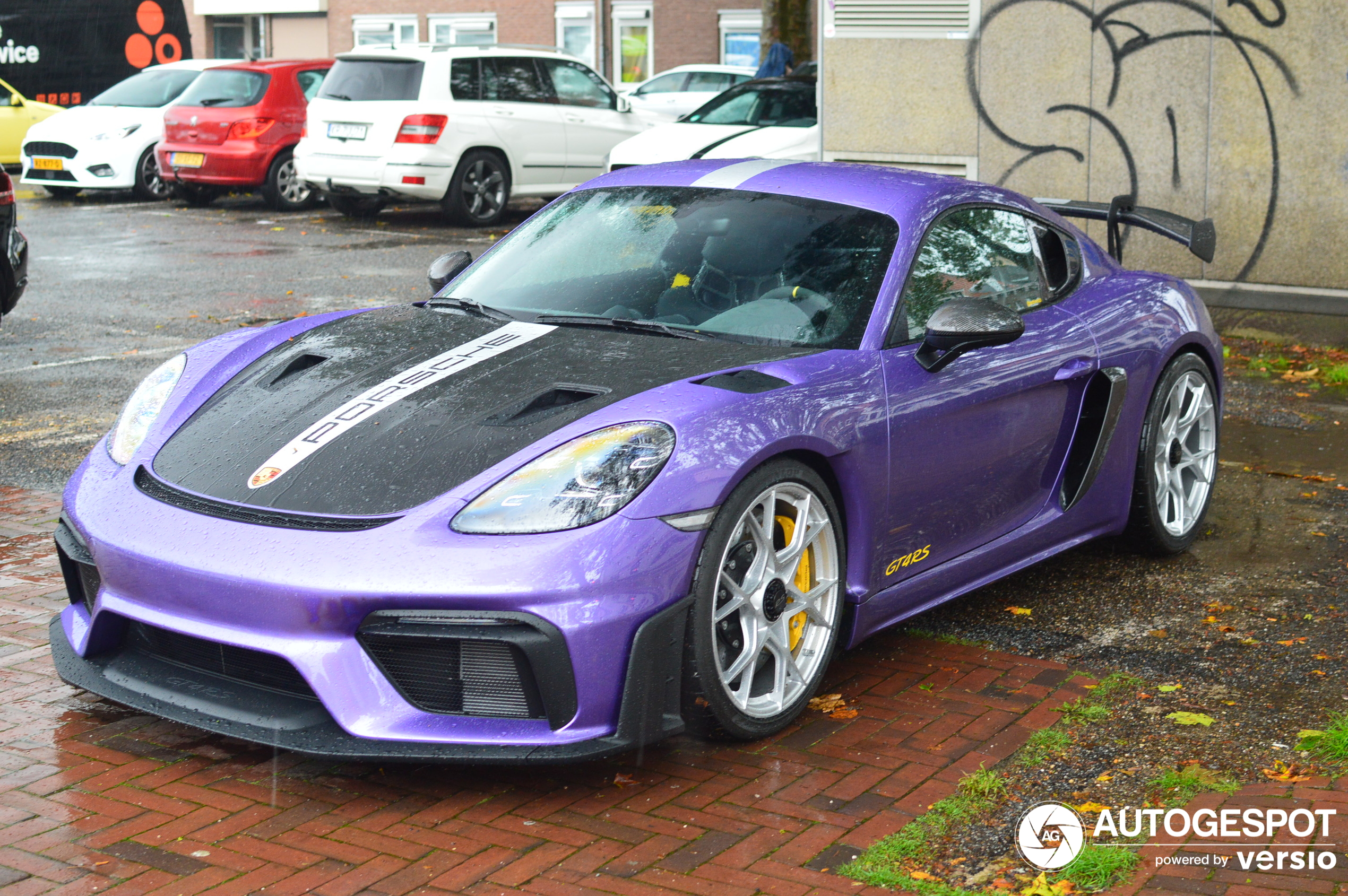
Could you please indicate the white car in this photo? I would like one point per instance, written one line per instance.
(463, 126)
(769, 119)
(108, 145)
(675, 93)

· · · ·

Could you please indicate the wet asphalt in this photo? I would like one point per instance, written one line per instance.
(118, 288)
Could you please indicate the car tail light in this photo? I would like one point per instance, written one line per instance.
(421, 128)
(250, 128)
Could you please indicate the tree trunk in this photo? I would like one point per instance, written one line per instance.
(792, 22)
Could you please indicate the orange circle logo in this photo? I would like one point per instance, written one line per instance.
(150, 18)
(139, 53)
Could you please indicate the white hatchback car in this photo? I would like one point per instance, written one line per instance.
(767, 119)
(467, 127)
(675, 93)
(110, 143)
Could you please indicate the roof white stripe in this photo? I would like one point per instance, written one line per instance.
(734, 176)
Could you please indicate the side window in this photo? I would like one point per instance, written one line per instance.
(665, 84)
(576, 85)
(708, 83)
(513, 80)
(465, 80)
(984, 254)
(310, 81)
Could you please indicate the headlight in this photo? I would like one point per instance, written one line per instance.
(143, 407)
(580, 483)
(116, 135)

· · · ·

Exercise description: Gather every line of the data that contains the string "point", copying each one in full. Case counts.

Answer to the problem:
Could you please indicate the white car in this photo? I would like one point per instance, written one line per instance.
Could you please indicate the wet asphalt in this photo? I would like one point per instance, written one line per instance.
Could you please indicate the car tail light in this photo? I would like one point per instance, written one line per instance.
Could you please indicate the tree trunk in this photo? I would like one point per instance, written one line per instance.
Could you please indicate the orange circle logo in this photo? I would like one point per instance, written one line per instance.
Could you please indicate the white hatchback car in this photo? I would like one point per instance, written one line per instance.
Could you please indicate the roof white stripe in this photo? I would like one point per instance, written one line per instance.
Could you please indicate the side window in this photo? I would like one point per instance, written one line per instance.
Could you please indicate the headlight in this photo? I would like one point per instance, written one line per instance.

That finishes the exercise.